Source extract:
Video Workflow Automation-1: A Serverless Watchfolder Workflow on GCP using Bitmovin APIs

Video Workflow Automation-1: A Serverless Watchfolder Workflow on GCP using Bitmovin APIs

In my previous blog post, we saw why and how we can run Bitmovin encoding jobs on GCP. We also saw how video file-based transcoding workflows on GCP can be set up using Bitmovin solutions to convert source media into output formats.

Once you start using Bitmovin on GCP to encode videos, the next step is naturally to build an automated workflow to process your content.

Set up a Serverless watch-folder workflow

In this example, I have created a serverless video transcoding watchfolder workflow solution using several GCP services including Google Cloud Storage (GCS), Google Compute Engine (GCE) and Google Cloud Functions.

Each video uploaded to GCS bucket input folder creates the following outputs:

  • An MPEG-DASH and Apple HLS adaptive bitrate streams (both audio and video), for playout on multiple devices with different network bandwidth connections
  • Manifests files for both HLS and MPEG-DASH playback (.m3u8 and .mpd)

Project Repository on GitHub for running Bitmovin on GCP (For the impatient!)

This repository on GitHub contains code that can be run both standalone and in a serverless environment .There is also a companion tutorial in README.md for the pre-reqs and for creating this workflow step-by-step. It also contains architecture diagrams.

Set tasks:
**A.** Decide whether each statement agrees with the post on the Bitmovin watchfolder workflow on GCP: (i) the workflow uses Google Cloud Functions; (ii) each uploaded video produces only an HLS stream; (iii) the code in the GitHub repository can run only in a serverless environment. Answer yes or no for each, and quote the words of the post that settle it.
**B.** Carry on writing the post on the Bitmovin watchfolder workflow on GCP, starting right after its final sentence.
The records that follow were taken from a separate source.

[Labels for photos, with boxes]

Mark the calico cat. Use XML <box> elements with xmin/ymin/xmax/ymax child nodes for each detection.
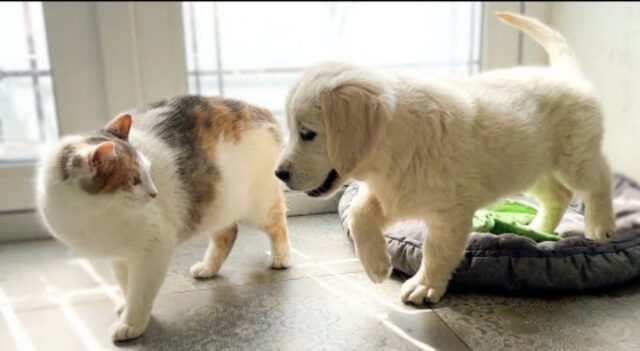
<box><xmin>37</xmin><ymin>96</ymin><xmax>289</xmax><ymax>341</ymax></box>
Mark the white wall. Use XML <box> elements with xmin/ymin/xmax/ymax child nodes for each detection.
<box><xmin>550</xmin><ymin>2</ymin><xmax>640</xmax><ymax>179</ymax></box>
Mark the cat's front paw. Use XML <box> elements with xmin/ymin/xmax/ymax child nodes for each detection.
<box><xmin>191</xmin><ymin>262</ymin><xmax>218</xmax><ymax>279</ymax></box>
<box><xmin>109</xmin><ymin>321</ymin><xmax>146</xmax><ymax>341</ymax></box>
<box><xmin>116</xmin><ymin>301</ymin><xmax>126</xmax><ymax>315</ymax></box>
<box><xmin>271</xmin><ymin>255</ymin><xmax>289</xmax><ymax>269</ymax></box>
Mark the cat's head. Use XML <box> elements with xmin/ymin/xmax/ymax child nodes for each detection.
<box><xmin>57</xmin><ymin>114</ymin><xmax>157</xmax><ymax>203</ymax></box>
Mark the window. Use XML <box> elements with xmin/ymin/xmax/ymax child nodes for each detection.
<box><xmin>0</xmin><ymin>2</ymin><xmax>58</xmax><ymax>163</ymax></box>
<box><xmin>182</xmin><ymin>2</ymin><xmax>482</xmax><ymax>133</ymax></box>
<box><xmin>0</xmin><ymin>2</ymin><xmax>545</xmax><ymax>240</ymax></box>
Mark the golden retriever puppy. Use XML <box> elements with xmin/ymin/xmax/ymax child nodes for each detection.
<box><xmin>276</xmin><ymin>13</ymin><xmax>615</xmax><ymax>304</ymax></box>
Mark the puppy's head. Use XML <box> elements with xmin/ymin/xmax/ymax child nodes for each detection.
<box><xmin>276</xmin><ymin>62</ymin><xmax>394</xmax><ymax>197</ymax></box>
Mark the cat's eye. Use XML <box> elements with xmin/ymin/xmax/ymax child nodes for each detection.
<box><xmin>300</xmin><ymin>129</ymin><xmax>316</xmax><ymax>141</ymax></box>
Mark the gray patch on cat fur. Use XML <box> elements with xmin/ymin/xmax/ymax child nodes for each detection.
<box><xmin>151</xmin><ymin>96</ymin><xmax>220</xmax><ymax>234</ymax></box>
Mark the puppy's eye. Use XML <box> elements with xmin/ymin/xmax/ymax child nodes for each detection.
<box><xmin>300</xmin><ymin>129</ymin><xmax>316</xmax><ymax>141</ymax></box>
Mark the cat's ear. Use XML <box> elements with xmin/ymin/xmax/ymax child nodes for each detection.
<box><xmin>104</xmin><ymin>113</ymin><xmax>132</xmax><ymax>140</ymax></box>
<box><xmin>89</xmin><ymin>141</ymin><xmax>116</xmax><ymax>174</ymax></box>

Response list:
**A.**
(i) Yes: "including Google Cloud Storage (GCS), Google Compute Engine (GCE) and Google Cloud Functions"
(ii) No: "An MPEG-DASH and Apple HLS adaptive bitrate streams"
(iii) No: "can be run both standalone and in a serverless environment"

**B.**
saibalaji4/bitmovin-on-gcp-encode
This repository contains python code that will help you encode your source video files across multiple preset configs …
github.com

Walkthrough of the workflow

  1. User uploads a video to the watchfolder input bucket in GCS. Only files added to this bucket will trigger the workflow
  2. The GCS create and finalize event triggers the Cloud Function that runs the encode.py python script
  3. The python script calls the Bitmovin APIs to transcode the video into corresponding ts and mp4 segments
  4. The Bitmovin APIs spin Google Compute Engine VMs (VMs and PVMs) to run the job
  5. The video segments (ts and mp4) are stored in the configured GCS output bucket
  6. When the encoding job finishes, it calls a webhook HTTP endpoint event which triggers another Google Cloud function
  7. This second function calls Bitmovin APIs to create manifest files (.m3u8 and .mpd)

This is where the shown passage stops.